═════ WYBRANY FRAGMENT

Mino Raiola opowiada o metodach swojej pracy i przyszłości Erlinga Brauta Haalanda
2021-12-09 18:58:32; Aktualizacja: 2 lata temuMino Raiola udzielił obszernego wywiadu niemieckiemu Sport1.de, w którym opowiedział o szczegółach swojej pracy i planach na przyszłość Erlinga Brauta Haalanda.
Mino Raiola to obok Jorge Mendesa największy i najbardziej wpływowy agent piłkarski na świecie. W swoich szeregach ma takich zawodników, jak Erling Braut Haaland, Matthijs de Ligt, Gianluigi Donnarumma, Paul Pogba, Marco Verratti czy Zlatan Ibrahimović.

══════════
═════ ZESTAW REKORDÓW

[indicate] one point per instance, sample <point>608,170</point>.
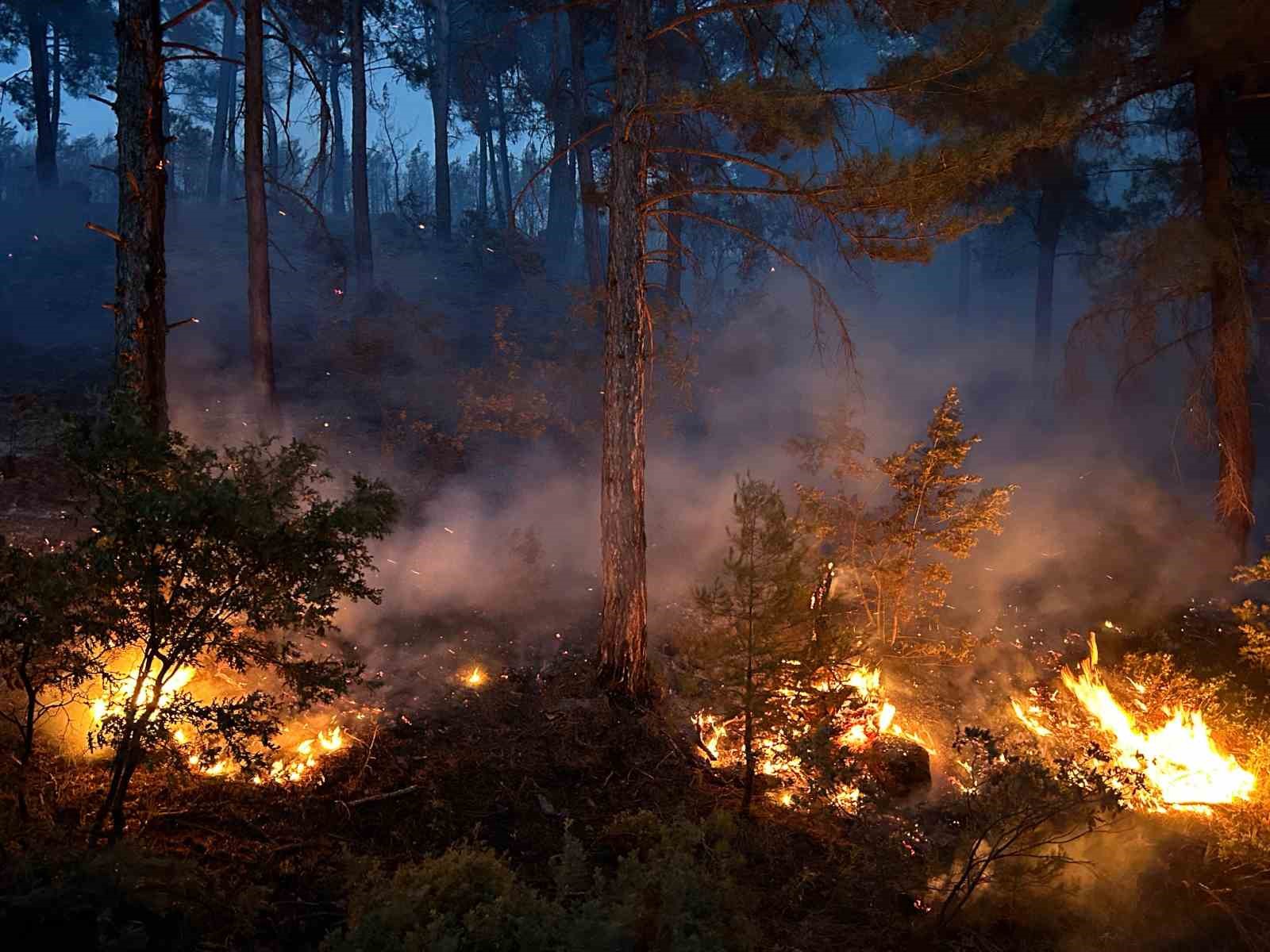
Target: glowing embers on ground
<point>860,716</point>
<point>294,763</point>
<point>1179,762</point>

══════════
═════ ZESTAW REKORDÓW

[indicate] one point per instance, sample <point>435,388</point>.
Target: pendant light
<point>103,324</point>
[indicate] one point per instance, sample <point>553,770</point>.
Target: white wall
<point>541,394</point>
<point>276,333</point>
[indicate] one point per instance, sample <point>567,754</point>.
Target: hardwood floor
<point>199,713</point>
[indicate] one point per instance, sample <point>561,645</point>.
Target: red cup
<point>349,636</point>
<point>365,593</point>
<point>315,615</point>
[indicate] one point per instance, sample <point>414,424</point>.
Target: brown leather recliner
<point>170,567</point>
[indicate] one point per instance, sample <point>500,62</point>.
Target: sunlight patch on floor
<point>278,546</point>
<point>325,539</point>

══════════
═════ ZESTAW REKORDÓW

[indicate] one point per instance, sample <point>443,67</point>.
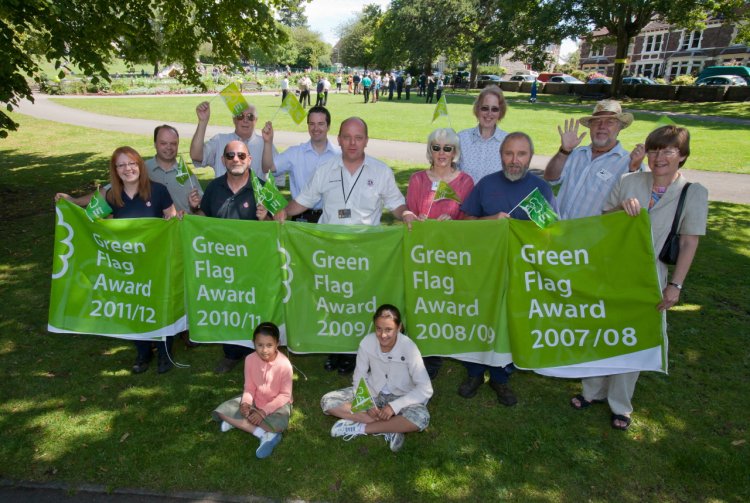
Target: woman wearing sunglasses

══════════

POLECENIA:
1. Przytocz dosłownie fragment tekstu o Mino Raioli, zaczynając od „Mino Raiola opowiada” i kończąc na „Erlinga Brauta Haalanda.”.
2. Jakiemu niemieckiemu serwisowi Mino Raiola udzielił wywiadu według tekstu o Mino Raioli?

OCZEKIWANE ODPOWIEDZI:
1.
Mino Raiola opowiada o metodach swojej pracy i przyszłości Erlinga Brauta Haalanda
2021-12-09 18:58:32; Aktualizacja: 2 lata temuMino Raiola udzielił obszernego wywiadu niemieckiemu Sport1.de, w którym opowiedział o szczegółach swojej pracy i planach na przyszłość Erlinga Brauta Haalanda.

2. Serwisowi Sport1.de.